##### Quoted text #####

Topographic variables including the Topographic Wetness Index (Figure 6b), slope (Figure 7a), aspect (Figure 7b), and surface roughness (Figure 8a) were derived from the digital elevation model (Figure 6a). These were computed using a combination of the SAGA “Terrain Analysis—Topographic Wetness Index” algorithm, the GDAL “Roughness” algorithm, and the SAGA “Terrain Analysis—Morphometry” algorithms for slope, aspect, and curvature.

Grassland cover (Figure 8b) and dominant leaf type (Figure 9a) layers were derived from the high-resolution (10 m) Copernicus Land Monitoring Service (CLMS) datasets. Finally, annual rasters of Fire Weather Index (FWI) extremes (Figure 9b), covering the years from 2000 to 2024, were generated from original NetCDF files using GDAL and Climate Data Operator (CDO) tools. These involved temporal and spatial slicing, followed by interpolation to match the target raster resolution.

3. Ensemble Methods

Ensemble methods are powerful machine learning techniques that combine multiple individual models, often referred to as weak learners, to create a single, more robust model with improved predictive performance. These methods have become increasingly popular due to their effectiveness in addressing complex, high-dimensional problems, making them indispensable tools across various applications, including classification, regression, image processing, and text analysis.

In this study, four widely used ensemble methods were employed and compared: Extreme Gradient Boosting (XGBoost), Gradient Boosting Machine (GBM), its lightweight variation Light Gradient Boosting Machine (LightGBM), and Categorical Boosting (CatBoost). A brief description of each method is provided below.

#####

- Job A: Copy the passage on terrain data and ensemble methods from "Topographic variables including" to "aspect, and curvature.", changing "surface roughness" to "terrain ruggedness".
- Job B:
Answer these about the passage on terrain data and ensemble methods:
(i) What resolution do the Copernicus Land Monitoring Service datasets have?
(ii) Which years do the annual Fire Weather Index rasters cover?
(iii) Which four ensemble methods were compared in the study?

##### Stored data #####

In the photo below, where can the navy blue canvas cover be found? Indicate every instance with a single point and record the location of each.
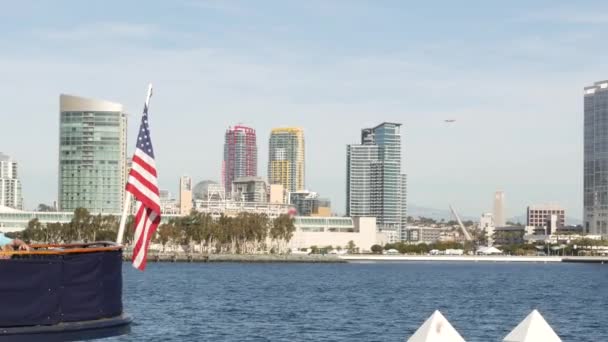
(44, 290)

#####

- Full response A:
Topographic variables including the Topographic Wetness Index (Figure 6b), slope (Figure 7a), aspect (Figure 7b), and terrain ruggedness (Figure 8a) were derived from the digital elevation model (Figure 6a). These were computed using a combination of the SAGA “Terrain Analysis—Topographic Wetness Index” algorithm, the GDAL “Roughness” algorithm, and the SAGA “Terrain Analysis—Morphometry” algorithms for slope, aspect, and curvature.

- Full response B:
(i) 10 m.
(ii) 2000 to 2024.
(iii) Extreme Gradient Boosting (XGBoost), Gradient Boosting Machine (GBM), Light Gradient Boosting Machine (LightGBM), and Categorical Boosting (CatBoost).